**Exercise description:**
In the listing below, copy out every line from the line containing "of the parked" through the end of the listing, inclusive, requests included, and decrease each point coordinate in the answers by 142.

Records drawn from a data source

···

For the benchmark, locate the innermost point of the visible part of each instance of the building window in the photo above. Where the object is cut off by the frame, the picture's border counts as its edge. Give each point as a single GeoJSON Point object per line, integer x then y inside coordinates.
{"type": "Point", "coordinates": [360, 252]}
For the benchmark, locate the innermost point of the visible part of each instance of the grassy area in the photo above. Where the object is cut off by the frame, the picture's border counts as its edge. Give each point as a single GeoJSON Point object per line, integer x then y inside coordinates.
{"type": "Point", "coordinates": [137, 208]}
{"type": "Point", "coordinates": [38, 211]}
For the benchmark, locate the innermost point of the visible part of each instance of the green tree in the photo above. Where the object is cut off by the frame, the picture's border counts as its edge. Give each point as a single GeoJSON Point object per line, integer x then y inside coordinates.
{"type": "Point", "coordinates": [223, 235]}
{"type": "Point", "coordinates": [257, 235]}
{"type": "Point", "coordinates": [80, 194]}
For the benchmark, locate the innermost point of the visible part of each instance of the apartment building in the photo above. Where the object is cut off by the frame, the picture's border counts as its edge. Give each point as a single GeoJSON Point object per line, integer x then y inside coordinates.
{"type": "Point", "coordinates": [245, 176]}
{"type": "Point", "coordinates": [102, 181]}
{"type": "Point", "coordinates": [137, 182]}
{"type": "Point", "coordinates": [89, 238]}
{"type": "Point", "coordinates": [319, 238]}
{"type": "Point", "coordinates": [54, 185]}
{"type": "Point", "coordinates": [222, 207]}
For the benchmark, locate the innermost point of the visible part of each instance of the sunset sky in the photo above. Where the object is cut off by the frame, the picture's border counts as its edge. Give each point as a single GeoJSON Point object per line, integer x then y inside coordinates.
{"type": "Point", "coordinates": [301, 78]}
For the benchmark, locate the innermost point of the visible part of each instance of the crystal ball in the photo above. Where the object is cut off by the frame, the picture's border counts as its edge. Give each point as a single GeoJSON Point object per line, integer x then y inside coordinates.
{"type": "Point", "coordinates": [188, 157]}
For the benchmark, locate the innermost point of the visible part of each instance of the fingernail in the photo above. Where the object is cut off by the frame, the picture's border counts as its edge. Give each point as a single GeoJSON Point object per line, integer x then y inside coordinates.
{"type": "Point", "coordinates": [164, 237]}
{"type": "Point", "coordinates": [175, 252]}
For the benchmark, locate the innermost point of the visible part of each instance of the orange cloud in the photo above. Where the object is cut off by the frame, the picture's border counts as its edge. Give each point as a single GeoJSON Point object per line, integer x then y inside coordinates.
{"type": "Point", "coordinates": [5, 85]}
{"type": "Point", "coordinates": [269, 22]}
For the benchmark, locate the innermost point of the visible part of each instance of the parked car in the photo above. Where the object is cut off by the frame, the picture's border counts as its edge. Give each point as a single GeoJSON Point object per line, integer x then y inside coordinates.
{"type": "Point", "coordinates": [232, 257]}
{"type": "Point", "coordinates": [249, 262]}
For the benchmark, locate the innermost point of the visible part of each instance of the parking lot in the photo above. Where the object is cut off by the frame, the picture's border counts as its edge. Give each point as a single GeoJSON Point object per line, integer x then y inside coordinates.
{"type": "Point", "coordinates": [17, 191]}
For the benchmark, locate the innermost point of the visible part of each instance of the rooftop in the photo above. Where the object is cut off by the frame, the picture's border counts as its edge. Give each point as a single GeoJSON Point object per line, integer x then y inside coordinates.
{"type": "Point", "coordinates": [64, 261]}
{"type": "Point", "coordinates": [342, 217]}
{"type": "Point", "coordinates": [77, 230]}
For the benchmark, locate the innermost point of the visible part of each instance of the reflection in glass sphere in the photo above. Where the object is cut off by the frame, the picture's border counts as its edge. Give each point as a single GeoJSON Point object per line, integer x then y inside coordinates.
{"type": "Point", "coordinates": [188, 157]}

···

**Solution to the exercise:**
For the benchmark, locate the innermost point of the visible part of each instance of the parked car in the photo above. Where the object is cut off by the frame, the picture's border counts as its edge. Give each point as a single GeoJSON Point object per line, integer x then y inside coordinates.
{"type": "Point", "coordinates": [90, 115]}
{"type": "Point", "coordinates": [107, 120]}
For the benchmark, locate the innermost point of the visible part of each instance of the parking lot in the photo above. Where the object is cut off by the frame, the picture's border counts as its edge. Give each point as a single GeoJSON Point object per line, integer x then y inside coordinates.
{"type": "Point", "coordinates": [-125, 49]}
For the benchmark, locate the innermost point of the visible part of each instance of the rooftop in the photo above. Where the object is cut off by the frame, the picture's border counts as its edge. Give each point as a single GeoJSON Point object per line, integer x then y inside coordinates.
{"type": "Point", "coordinates": [-78, 119]}
{"type": "Point", "coordinates": [200, 75]}
{"type": "Point", "coordinates": [-65, 88]}
For the benchmark, locate the innermost point of the visible part of each instance of the reflection in glass sphere in the photo above. Where the object is cut off by the frame, the picture's border counts as its edge. Give each point as a single GeoJSON Point object per line, integer x then y inside coordinates.
{"type": "Point", "coordinates": [46, 15]}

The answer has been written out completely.